**DOCUMENT EXTRACT**

[START]

PPC kernel bootstrapping and relocation

Paul Mackerras paulus at cs.anu.edu.au
Wed Aug 4 10:29:05 EST 1999


Andrew_Klosterman at 3com.com wrote:

> 1. What is the rationale behind the address at which the kernel should be
> compiled?  There is the KERNELLOAD value defined in /arch/ppc/Makefile that is
> set to 0xc000_0000 as well as a value in /include/asm-ppc/page.h that defines
> PAGE_OFFSET and KERNELBASE to 0xc000_0000.  KERNELLOAD is used as the text
> linkage address for the kernel, but the kernel gets relocated during the boot
> process.

The idea is that virtual addresses (what IBM calls logical addresses)
from 0 to 0xbfffffff are available to user programs (actually at the
moment only up to 0x7fffffff, but that can easily be changed) and
0xc0000000 to 0xffffffff are used by the kernel.  The kernel sits at
the beginning of this area.  In addition, all of physical RAM is
mapped in contiguously starting at 0xc0000000.

> 2. Is the kernel supposed to run at 0 or at 0xc000_0000?  Sure it gets compiled
> for 0xc000_0000, but then it gets copied down to zero by relocate_kernel in
> /arch/ppc/kernel/head.S.

[END]

**RECORD EXTRACTS**
[START]

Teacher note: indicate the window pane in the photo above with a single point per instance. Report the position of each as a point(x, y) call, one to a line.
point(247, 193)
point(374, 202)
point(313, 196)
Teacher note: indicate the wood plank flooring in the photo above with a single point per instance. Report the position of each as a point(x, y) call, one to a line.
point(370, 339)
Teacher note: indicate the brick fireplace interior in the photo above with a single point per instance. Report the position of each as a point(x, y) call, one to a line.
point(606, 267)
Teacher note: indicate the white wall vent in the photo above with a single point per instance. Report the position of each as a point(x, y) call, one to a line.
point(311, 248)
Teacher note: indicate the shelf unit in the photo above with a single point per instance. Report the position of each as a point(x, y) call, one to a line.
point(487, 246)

[END]

**REQUESTS**
#1 Copy from the PPC kernel bootstrapping message the passage starting at "Paul Mackerras paulus" and ending at "calls logical addresses)".
#2 Supply the next portion of the PPC kernel bootstrapping message, picking up after its last line.
The data bear no relation to the message on PPC kernel bootstrapping.

**TASK-BY-TASK ANSWERS**
#1
Paul Mackerras paulus at cs.anu.edu.au
Wed Aug 4 10:29:05 EST 1999


Andrew_Klosterman at 3com.com wrote:

> 1. What is the rationale behind the address at which the kernel should be
> compiled?  There is the KERNELLOAD value defined in /arch/ppc/Makefile that is
> set to 0xc000_0000 as well as a value in /include/asm-ppc/page.h that defines
> PAGE_OFFSET and KERNELBASE to 0xc000_0000.  KERNELLOAD is used as the text
> linkage address for the kernel, but the kernel gets relocated during the boot
> process.

The idea is that virtual addresses (what IBM calls logical addresses)

#2
The kernel runs at physical address 0 and virtual address 0xc0000000.
That copy runs with the MMU off.

> 3. Do the BATs do the necessary translation of addresses while the kernel is
> starting/running (wherever it end up executing at)?  I haven't quite sorted out
> the way that memory ends up for the running kernel because I haven't yet managed
> to get the kernel running yet.  :)

We use 1 or 2 BATs to set up the mapping of physical memory into the
kernel address space.  The other 2 BATs are available for mapping I/O
or frame buffers.

> 4. Ultimately, what is the view of memory that the BATs set up for the kernel?
> (This leads in to point #5.)

Have a look in arch/ppc/init/mm.c:MMU_init() and mapin_ram().  What
I/O is mapped depends on the architecture.

> 5. How can I exclude the kernel from using certain memory regions?  I have some
> special memory areas to worry about that other hardware on this board needs.
> Therefore, I need to be able to exclude some memory ranges from use by the
> kernel.  Any hints?

I assume you are talking about physical addresses.  Basically the
kernel doesn't access any physical addresses (apart from RAM) unless a
driver or some architecture-dependent code maps them in with ioremap()
or setbat().

> 6. What sort of environment is the kernel expecting to be starting from?  What
> are the default settings for the memory architecture (BATs) that is expected?  I
> still have to deal with the peculiarities of this particular board, but I can
> have my own boot code set things up to a more standard configuration before
> passing jumping to the kernel start.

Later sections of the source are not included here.